*** Dataset entries ***

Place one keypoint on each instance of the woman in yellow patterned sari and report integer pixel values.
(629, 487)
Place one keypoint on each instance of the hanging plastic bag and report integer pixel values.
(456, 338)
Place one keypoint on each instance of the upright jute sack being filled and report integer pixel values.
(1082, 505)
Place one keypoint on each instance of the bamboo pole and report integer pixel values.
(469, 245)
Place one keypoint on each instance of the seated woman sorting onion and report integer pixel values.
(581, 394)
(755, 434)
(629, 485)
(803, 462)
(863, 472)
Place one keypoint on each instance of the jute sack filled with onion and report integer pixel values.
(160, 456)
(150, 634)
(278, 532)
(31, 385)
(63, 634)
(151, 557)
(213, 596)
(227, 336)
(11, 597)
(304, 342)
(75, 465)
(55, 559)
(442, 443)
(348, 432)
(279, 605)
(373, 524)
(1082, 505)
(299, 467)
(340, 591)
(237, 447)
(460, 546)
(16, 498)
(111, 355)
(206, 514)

***

**Task statement**
Take the line that contains "Place one keypoint on each instance of the seated" and each line after it down to the last of the records, and retype them exactly; add nothing else.

**Output below**
Place one keypoint on each instance of the seated woman sorting onion and report integer pixel values.
(581, 394)
(755, 434)
(629, 485)
(803, 462)
(863, 472)
Place one keypoint on each instance of the jute sack filled with onion and report integer pixel values.
(160, 456)
(150, 634)
(278, 532)
(31, 385)
(63, 634)
(151, 557)
(213, 596)
(227, 336)
(11, 597)
(304, 342)
(75, 465)
(55, 559)
(442, 443)
(348, 432)
(279, 605)
(373, 524)
(1082, 505)
(299, 467)
(340, 591)
(237, 447)
(460, 546)
(16, 498)
(111, 355)
(206, 514)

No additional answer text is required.